### [Exercise directions]
Of the lines below, write out exactly those from the line with "Task: each <instance>" through the line with "114L98 232L353 240L350", both included, and skip the rest.

(Data for the task)

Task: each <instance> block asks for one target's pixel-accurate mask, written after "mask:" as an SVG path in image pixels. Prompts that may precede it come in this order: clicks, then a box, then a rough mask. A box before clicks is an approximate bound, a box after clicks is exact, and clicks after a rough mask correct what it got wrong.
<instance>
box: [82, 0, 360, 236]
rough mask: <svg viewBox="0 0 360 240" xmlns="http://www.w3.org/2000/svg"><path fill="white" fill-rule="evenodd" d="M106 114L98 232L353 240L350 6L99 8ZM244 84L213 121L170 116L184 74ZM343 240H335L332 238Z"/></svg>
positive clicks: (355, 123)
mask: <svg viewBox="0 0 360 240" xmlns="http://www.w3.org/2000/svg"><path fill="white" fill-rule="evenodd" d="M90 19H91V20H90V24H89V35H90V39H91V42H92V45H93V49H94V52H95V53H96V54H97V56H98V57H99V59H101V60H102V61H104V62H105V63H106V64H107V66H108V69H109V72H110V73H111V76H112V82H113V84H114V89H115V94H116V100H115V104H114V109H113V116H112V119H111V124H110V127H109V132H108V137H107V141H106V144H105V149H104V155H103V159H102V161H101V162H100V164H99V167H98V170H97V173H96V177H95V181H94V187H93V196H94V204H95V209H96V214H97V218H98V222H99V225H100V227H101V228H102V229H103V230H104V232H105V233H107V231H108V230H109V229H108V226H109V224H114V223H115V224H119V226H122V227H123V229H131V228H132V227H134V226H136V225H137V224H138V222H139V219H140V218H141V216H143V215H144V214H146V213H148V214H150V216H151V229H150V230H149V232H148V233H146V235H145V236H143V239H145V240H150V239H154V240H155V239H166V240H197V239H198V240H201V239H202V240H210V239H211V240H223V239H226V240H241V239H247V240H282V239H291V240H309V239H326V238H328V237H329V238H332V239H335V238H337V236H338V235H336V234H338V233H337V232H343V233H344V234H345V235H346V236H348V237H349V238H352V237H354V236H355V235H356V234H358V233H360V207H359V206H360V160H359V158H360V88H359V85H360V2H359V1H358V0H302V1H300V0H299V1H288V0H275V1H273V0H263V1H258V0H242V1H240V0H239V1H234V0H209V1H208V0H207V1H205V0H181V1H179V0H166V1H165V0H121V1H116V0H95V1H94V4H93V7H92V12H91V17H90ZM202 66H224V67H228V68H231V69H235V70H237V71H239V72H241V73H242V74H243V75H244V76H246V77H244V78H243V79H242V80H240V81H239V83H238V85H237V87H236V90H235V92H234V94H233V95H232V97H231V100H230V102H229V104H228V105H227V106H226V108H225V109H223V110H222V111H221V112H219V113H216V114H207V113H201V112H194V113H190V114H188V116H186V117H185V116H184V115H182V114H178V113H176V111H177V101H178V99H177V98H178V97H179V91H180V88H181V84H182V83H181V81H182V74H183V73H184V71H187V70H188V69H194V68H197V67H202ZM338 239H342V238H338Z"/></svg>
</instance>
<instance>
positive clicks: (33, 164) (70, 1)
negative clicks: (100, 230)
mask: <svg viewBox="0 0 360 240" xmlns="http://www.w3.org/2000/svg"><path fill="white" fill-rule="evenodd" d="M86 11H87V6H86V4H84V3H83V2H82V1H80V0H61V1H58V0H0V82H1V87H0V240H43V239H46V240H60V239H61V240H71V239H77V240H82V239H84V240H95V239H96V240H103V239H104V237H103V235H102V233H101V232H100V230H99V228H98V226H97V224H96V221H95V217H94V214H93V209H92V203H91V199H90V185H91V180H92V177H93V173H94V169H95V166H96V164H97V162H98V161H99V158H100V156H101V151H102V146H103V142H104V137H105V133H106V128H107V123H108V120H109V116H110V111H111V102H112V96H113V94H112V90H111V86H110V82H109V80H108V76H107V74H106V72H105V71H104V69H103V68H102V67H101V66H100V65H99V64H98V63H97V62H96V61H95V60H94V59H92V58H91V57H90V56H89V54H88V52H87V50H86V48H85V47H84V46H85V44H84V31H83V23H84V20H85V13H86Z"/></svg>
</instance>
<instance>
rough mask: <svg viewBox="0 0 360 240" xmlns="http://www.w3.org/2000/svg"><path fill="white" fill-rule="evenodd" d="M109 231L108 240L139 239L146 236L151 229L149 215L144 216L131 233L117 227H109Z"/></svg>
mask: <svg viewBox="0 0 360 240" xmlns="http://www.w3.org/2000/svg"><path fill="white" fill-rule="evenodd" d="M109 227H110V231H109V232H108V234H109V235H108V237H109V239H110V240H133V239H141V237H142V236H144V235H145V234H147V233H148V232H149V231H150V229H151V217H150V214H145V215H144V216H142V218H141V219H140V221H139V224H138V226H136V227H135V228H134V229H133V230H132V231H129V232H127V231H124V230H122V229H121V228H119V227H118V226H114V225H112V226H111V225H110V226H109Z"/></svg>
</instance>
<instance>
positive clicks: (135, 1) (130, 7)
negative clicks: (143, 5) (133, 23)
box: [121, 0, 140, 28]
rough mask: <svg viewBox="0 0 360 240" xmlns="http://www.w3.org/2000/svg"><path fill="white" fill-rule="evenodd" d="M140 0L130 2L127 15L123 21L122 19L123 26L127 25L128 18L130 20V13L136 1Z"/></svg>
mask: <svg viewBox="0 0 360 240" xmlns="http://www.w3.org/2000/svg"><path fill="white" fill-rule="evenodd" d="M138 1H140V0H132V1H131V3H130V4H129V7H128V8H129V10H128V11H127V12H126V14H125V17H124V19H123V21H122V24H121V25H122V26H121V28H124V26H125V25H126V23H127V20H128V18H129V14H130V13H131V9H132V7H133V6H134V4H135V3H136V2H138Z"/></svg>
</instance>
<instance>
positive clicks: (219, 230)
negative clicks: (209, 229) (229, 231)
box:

(End Data for the task)
(Data for the task)

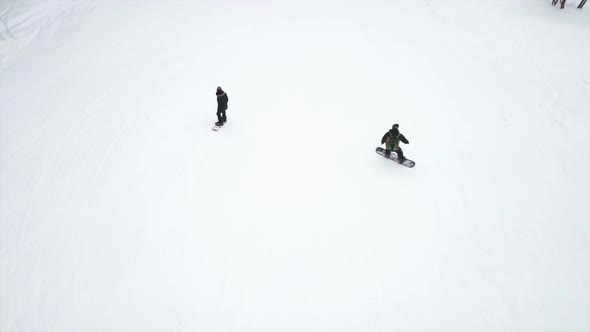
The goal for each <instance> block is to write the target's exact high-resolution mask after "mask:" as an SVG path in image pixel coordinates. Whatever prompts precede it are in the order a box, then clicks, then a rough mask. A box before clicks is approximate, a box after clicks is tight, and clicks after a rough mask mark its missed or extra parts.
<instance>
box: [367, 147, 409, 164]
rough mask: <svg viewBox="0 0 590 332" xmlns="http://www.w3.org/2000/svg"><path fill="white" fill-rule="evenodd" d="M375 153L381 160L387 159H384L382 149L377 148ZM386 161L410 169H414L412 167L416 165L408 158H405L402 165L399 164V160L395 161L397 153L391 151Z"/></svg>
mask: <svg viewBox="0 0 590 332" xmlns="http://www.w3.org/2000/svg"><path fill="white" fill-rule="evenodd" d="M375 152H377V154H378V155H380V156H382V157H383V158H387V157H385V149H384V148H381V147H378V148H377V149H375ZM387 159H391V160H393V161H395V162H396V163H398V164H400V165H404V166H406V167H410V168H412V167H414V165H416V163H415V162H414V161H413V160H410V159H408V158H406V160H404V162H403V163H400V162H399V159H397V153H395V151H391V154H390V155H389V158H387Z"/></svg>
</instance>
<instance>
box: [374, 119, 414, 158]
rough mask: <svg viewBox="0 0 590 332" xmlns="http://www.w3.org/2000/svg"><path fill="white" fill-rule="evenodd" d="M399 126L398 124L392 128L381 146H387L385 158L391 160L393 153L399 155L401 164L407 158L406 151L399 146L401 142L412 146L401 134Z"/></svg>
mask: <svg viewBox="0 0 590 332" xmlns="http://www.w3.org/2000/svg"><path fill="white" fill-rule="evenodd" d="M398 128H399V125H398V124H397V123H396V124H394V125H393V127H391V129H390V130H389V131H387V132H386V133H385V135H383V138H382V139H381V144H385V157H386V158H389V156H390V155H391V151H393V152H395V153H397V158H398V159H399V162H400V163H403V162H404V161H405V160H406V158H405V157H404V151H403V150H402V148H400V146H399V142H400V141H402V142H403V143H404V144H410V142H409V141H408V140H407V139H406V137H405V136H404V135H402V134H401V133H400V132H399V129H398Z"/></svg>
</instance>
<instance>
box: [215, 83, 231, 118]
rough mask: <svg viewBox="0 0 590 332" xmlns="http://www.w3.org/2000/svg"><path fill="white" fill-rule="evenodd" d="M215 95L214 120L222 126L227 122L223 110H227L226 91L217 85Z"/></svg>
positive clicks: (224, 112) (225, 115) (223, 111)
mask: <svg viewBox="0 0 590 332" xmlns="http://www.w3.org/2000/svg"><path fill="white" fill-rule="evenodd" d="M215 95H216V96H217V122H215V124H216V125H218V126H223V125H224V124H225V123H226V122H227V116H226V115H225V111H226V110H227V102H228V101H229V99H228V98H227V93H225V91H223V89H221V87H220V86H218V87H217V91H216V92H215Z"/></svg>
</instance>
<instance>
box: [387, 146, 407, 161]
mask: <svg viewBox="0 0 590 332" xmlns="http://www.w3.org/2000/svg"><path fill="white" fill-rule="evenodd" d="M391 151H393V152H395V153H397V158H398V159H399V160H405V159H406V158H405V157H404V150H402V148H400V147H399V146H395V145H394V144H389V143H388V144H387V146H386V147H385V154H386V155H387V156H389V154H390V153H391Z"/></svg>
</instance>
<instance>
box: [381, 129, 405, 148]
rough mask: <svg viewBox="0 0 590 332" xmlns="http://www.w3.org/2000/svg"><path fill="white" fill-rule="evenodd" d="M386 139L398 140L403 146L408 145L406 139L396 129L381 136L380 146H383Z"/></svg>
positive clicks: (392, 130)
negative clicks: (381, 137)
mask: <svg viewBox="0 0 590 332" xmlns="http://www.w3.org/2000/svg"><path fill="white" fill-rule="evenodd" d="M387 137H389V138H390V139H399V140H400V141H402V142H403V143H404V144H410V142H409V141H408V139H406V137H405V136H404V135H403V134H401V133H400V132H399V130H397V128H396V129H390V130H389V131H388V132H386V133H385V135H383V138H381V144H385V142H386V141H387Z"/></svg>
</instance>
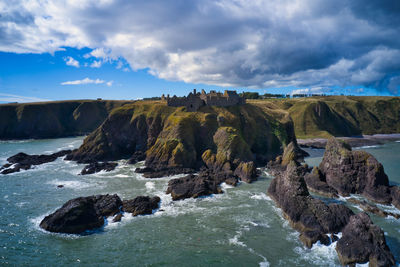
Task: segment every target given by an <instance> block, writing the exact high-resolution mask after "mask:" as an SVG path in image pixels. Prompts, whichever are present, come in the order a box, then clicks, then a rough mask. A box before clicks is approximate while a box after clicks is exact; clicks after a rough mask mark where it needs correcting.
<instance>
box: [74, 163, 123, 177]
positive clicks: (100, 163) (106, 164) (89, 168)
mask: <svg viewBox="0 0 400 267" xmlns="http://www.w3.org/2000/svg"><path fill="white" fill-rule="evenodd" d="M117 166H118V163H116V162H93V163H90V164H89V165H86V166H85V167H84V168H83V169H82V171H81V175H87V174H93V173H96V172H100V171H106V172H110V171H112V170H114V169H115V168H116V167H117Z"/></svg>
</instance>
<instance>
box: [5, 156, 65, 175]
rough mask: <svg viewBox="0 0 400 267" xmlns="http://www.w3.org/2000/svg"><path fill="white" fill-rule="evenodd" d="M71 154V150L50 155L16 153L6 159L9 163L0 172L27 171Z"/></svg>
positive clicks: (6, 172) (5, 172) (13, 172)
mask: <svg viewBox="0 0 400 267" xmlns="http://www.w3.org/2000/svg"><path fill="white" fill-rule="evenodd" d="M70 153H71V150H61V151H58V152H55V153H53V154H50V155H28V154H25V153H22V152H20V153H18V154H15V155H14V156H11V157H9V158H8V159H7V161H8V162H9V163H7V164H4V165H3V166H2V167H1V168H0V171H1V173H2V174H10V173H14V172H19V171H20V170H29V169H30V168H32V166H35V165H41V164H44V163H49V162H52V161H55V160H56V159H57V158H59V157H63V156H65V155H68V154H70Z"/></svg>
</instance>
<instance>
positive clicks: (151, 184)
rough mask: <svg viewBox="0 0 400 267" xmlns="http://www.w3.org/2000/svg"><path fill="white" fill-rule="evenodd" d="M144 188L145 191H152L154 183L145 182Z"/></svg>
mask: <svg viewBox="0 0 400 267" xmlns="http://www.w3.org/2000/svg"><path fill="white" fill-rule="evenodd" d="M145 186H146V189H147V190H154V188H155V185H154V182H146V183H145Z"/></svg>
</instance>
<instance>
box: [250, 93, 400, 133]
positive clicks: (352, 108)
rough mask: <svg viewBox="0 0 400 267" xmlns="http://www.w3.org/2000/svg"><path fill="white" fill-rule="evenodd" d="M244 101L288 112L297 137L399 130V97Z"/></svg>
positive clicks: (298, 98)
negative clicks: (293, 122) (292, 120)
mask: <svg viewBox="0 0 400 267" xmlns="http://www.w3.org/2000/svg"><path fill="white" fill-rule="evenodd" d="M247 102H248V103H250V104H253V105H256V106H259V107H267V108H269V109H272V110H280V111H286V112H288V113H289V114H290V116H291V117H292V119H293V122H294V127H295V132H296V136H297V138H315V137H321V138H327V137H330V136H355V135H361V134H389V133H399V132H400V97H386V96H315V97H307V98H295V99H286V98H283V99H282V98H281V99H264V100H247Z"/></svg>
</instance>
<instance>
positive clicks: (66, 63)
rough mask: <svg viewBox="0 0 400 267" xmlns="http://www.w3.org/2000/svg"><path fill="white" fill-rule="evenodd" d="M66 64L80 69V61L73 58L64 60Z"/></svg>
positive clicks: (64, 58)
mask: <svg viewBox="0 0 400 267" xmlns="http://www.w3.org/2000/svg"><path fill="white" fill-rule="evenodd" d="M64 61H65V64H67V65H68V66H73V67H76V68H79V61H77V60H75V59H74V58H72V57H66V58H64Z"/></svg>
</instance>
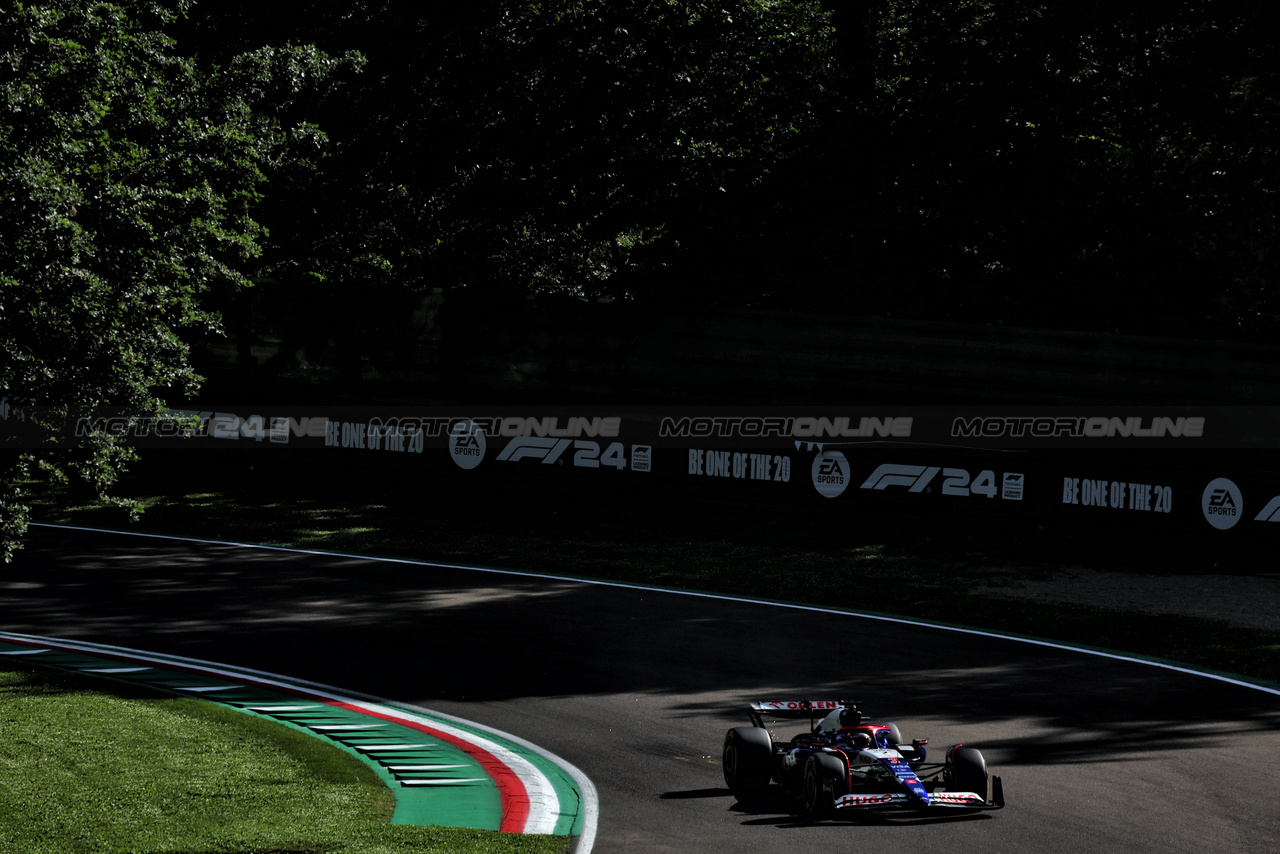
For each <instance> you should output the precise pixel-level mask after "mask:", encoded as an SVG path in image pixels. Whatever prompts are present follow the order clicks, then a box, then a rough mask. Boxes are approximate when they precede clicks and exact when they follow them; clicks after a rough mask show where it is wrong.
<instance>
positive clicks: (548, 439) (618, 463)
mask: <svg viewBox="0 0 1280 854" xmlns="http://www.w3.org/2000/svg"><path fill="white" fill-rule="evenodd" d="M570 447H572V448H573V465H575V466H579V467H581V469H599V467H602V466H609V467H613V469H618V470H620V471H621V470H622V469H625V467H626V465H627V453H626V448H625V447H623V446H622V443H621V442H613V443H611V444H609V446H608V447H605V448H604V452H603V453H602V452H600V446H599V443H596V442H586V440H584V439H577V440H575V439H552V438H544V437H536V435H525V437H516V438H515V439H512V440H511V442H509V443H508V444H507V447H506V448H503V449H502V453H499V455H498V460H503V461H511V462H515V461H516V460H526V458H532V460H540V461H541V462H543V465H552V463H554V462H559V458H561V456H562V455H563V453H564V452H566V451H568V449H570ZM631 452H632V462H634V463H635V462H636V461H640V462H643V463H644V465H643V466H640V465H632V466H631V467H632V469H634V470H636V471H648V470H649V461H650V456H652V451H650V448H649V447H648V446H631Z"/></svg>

(End Data for the task)

### [Response]
Task: each <instance> block asks for one target's pixel-accurate mask, written after "mask:" as an SVG path in image pixels. Prompts that may precede it come in this order: clicks, then a box, then a rough mask. A box before clicks is an approximate bound, a box after clicks is exact, and clicks after a rough mask correct what it got wrong.
<instance>
box: [82, 0, 360, 236]
rough mask: <svg viewBox="0 0 360 240" xmlns="http://www.w3.org/2000/svg"><path fill="white" fill-rule="evenodd" d="M106 114L98 232L353 240L350 6L99 8ZM244 84L213 121L170 116L184 74ZM343 240H335L332 238Z"/></svg>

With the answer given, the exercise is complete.